Your goal:
Output the lines of the records exactly, from the first through the one containing "Place a point on each instance of the woman's face, one". Omit all pictures.

--------

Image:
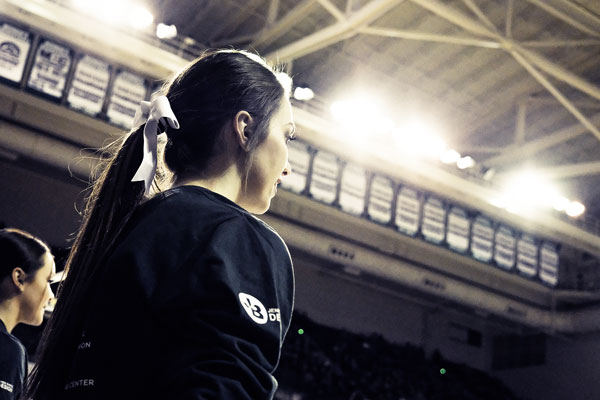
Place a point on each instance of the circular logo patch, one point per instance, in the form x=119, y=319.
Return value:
x=254, y=308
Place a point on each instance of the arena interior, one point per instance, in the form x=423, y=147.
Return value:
x=443, y=214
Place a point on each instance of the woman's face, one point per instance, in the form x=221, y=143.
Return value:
x=269, y=161
x=37, y=293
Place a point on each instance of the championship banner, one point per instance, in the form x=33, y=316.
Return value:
x=353, y=189
x=127, y=93
x=90, y=83
x=380, y=199
x=50, y=69
x=14, y=48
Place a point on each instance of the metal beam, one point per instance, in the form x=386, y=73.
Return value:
x=271, y=34
x=332, y=9
x=336, y=32
x=430, y=37
x=540, y=61
x=561, y=43
x=521, y=122
x=556, y=93
x=565, y=16
x=530, y=148
x=571, y=170
x=510, y=7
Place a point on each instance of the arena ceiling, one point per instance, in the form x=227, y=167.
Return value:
x=514, y=83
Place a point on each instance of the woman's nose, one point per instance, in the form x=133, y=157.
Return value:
x=287, y=170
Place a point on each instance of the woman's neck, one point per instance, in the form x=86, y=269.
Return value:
x=9, y=313
x=227, y=185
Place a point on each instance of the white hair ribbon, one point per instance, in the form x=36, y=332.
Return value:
x=156, y=114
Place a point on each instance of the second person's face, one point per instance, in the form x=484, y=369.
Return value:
x=38, y=293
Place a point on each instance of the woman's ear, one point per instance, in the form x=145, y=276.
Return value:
x=242, y=127
x=18, y=278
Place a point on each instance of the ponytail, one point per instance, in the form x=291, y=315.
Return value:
x=110, y=204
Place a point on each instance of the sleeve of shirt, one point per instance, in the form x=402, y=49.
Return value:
x=223, y=310
x=12, y=370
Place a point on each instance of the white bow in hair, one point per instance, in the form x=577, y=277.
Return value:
x=152, y=113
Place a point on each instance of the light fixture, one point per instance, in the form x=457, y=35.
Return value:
x=303, y=93
x=140, y=17
x=450, y=156
x=465, y=162
x=575, y=209
x=164, y=31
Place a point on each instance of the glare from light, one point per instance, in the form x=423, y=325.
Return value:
x=164, y=31
x=117, y=12
x=356, y=118
x=465, y=162
x=575, y=209
x=450, y=156
x=303, y=93
x=560, y=203
x=140, y=17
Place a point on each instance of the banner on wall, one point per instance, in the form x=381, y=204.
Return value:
x=482, y=239
x=353, y=189
x=527, y=256
x=434, y=220
x=90, y=83
x=50, y=69
x=504, y=248
x=14, y=48
x=128, y=91
x=549, y=261
x=323, y=182
x=299, y=159
x=458, y=230
x=381, y=197
x=408, y=211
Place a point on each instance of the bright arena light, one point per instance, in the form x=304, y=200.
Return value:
x=529, y=192
x=140, y=18
x=575, y=209
x=450, y=156
x=117, y=12
x=303, y=93
x=560, y=203
x=164, y=31
x=465, y=162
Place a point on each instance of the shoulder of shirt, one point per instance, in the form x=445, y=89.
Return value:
x=11, y=347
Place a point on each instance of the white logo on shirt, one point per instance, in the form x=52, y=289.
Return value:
x=254, y=308
x=6, y=386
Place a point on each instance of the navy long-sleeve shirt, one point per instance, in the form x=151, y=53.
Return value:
x=13, y=365
x=194, y=303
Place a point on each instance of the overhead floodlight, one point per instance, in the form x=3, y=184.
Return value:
x=575, y=209
x=140, y=17
x=465, y=162
x=303, y=93
x=164, y=31
x=560, y=203
x=117, y=12
x=450, y=156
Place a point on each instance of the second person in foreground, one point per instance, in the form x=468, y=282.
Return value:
x=186, y=295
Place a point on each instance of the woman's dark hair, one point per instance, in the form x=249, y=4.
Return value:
x=204, y=97
x=20, y=249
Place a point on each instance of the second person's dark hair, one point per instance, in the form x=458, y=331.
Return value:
x=20, y=249
x=203, y=97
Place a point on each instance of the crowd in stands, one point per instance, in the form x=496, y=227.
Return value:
x=322, y=363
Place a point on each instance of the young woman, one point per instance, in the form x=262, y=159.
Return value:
x=26, y=269
x=188, y=295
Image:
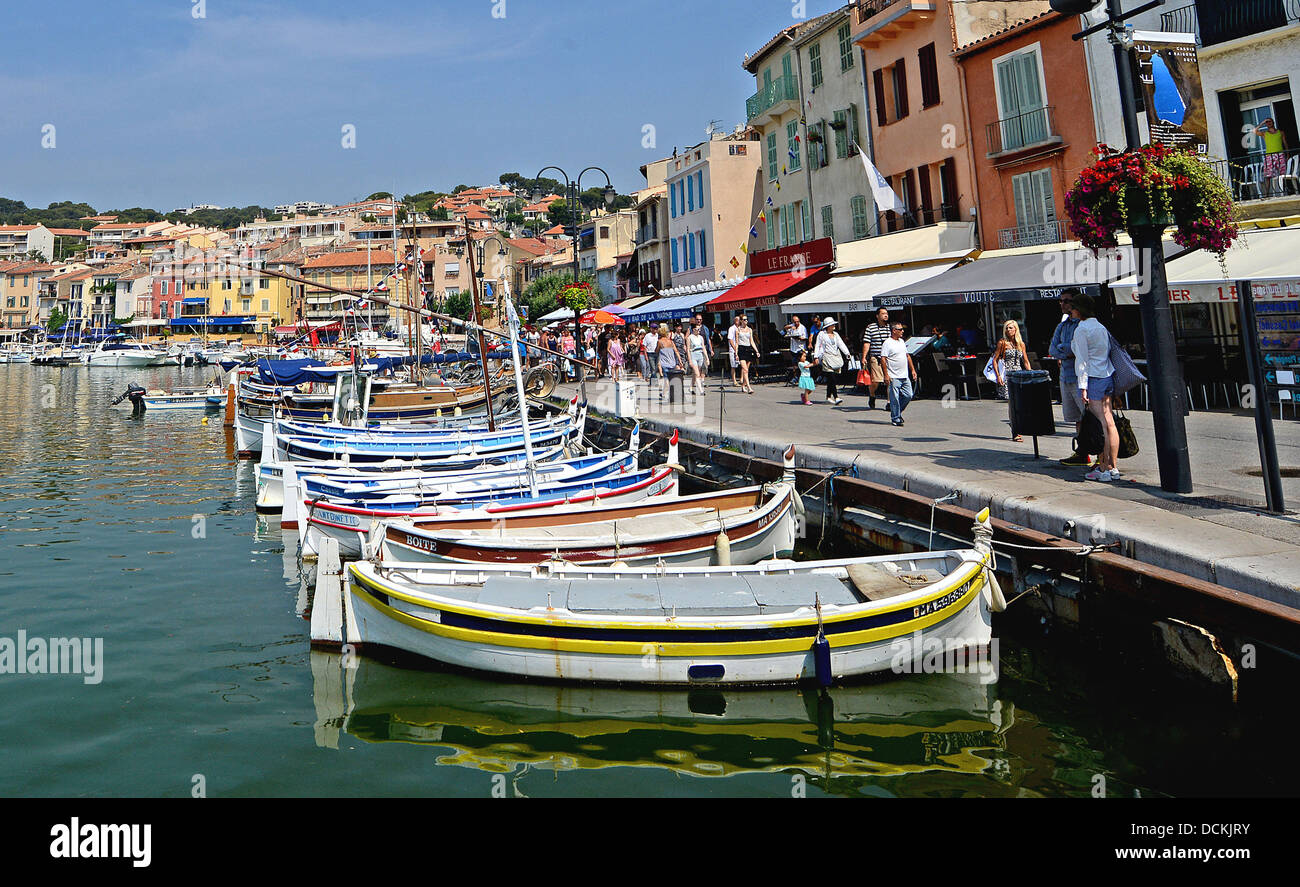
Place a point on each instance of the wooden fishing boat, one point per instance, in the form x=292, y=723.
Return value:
x=354, y=524
x=271, y=485
x=771, y=623
x=732, y=527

--------

Response to the exercise:
Image:
Place a point on each instance of the circular logo patch, one point per instance, in the form x=119, y=319.
Return value:
x=254, y=308
Place a point on each instance of the arena interior, one point per instance, in the form x=423, y=147.
Return value:
x=443, y=214
Place a point on each instance of the woman's face, one point per instance, in the form x=221, y=143.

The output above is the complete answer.